Rescale everything from the line containing "Return one point per instance of the knuckles" down to the end of the records, giving every line again with the requests included. Multiply each coordinate in the answers by 2.45 and round it to a whole number, rounding halves up.
+++ Excerpted records +++
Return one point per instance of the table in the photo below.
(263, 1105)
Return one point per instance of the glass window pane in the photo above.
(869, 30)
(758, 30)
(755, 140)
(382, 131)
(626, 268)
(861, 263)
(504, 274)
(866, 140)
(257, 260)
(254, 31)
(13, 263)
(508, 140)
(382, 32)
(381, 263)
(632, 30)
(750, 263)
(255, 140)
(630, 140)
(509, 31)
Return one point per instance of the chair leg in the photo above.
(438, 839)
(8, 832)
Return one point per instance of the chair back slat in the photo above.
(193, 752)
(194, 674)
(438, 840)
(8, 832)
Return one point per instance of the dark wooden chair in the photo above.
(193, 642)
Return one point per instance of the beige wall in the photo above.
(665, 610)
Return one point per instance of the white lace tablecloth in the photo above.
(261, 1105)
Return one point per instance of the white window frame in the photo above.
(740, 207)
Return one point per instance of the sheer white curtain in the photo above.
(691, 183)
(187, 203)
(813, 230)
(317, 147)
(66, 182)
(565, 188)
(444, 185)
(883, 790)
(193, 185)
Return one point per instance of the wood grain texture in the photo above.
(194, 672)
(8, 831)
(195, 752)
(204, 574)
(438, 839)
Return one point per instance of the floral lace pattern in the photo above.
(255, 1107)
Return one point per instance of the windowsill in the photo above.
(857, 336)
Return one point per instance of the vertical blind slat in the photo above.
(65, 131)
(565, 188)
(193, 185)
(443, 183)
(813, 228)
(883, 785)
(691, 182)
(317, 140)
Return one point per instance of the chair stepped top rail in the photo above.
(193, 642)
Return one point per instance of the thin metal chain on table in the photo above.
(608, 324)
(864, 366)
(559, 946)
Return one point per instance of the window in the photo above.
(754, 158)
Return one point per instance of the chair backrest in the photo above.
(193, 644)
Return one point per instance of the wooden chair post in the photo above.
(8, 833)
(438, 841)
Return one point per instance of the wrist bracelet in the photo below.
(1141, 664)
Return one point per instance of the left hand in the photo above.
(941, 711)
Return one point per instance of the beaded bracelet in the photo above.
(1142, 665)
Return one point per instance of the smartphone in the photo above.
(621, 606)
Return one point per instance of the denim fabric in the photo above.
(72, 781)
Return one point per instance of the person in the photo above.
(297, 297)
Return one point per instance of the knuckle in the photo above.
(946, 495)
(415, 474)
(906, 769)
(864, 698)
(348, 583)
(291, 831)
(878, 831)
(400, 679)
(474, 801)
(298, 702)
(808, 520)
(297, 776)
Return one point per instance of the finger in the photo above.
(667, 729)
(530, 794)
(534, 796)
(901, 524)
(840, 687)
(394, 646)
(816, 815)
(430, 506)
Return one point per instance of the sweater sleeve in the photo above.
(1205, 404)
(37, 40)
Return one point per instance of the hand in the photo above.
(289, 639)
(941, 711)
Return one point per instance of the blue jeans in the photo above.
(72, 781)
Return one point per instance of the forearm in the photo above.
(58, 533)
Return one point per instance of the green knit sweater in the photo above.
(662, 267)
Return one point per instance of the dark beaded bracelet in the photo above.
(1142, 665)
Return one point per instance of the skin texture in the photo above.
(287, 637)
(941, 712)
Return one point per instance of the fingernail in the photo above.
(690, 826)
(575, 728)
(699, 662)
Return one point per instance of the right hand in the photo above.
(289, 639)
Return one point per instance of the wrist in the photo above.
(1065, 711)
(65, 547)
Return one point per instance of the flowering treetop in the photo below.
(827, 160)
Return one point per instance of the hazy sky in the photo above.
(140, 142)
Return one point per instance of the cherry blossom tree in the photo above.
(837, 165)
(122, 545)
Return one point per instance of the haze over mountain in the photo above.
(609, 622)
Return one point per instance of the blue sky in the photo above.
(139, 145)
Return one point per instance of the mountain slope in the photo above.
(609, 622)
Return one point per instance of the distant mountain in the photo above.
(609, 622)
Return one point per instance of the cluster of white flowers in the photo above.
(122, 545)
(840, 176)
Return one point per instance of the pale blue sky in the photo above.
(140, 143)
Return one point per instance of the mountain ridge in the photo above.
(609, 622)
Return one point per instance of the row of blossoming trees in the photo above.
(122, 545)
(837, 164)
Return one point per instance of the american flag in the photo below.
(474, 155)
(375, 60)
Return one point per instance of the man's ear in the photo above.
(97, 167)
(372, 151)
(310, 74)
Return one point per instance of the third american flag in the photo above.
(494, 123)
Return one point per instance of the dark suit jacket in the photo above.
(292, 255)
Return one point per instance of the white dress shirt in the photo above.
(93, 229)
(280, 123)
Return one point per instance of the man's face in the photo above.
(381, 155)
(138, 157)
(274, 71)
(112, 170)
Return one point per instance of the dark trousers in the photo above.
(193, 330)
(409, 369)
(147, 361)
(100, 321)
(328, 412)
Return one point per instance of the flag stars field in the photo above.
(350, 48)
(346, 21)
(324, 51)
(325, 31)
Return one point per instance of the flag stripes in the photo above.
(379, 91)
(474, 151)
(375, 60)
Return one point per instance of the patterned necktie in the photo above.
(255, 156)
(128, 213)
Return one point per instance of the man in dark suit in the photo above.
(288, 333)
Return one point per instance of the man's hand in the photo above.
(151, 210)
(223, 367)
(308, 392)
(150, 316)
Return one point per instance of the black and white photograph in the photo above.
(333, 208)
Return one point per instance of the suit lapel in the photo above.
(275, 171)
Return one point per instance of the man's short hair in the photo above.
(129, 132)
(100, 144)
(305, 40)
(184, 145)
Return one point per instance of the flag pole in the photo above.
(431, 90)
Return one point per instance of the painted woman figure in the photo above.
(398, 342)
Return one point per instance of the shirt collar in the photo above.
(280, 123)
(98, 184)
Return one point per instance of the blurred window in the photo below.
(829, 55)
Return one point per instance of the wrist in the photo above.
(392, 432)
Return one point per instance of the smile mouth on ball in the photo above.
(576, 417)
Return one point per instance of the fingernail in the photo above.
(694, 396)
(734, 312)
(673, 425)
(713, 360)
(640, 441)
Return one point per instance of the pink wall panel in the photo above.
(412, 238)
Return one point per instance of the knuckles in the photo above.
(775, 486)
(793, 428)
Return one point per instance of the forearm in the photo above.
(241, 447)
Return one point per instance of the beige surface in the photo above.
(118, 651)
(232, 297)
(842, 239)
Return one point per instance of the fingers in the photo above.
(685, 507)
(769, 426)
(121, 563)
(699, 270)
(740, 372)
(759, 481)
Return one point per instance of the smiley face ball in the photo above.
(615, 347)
+++
_Final answer_:
Return one point per instance of the knuckles in the photo above.
(1899, 1191)
(1943, 1049)
Return one point per instance of the forearm in the photo above.
(590, 1095)
Return one point per instance of the beige surface in the photo above.
(289, 1595)
(568, 728)
(2063, 586)
Return one point per instance of the fingers in the photo above.
(1678, 1242)
(1884, 1044)
(296, 1379)
(1713, 662)
(1813, 911)
(1860, 1178)
Return one point per instance of the smiley face ball in the photo above.
(1507, 850)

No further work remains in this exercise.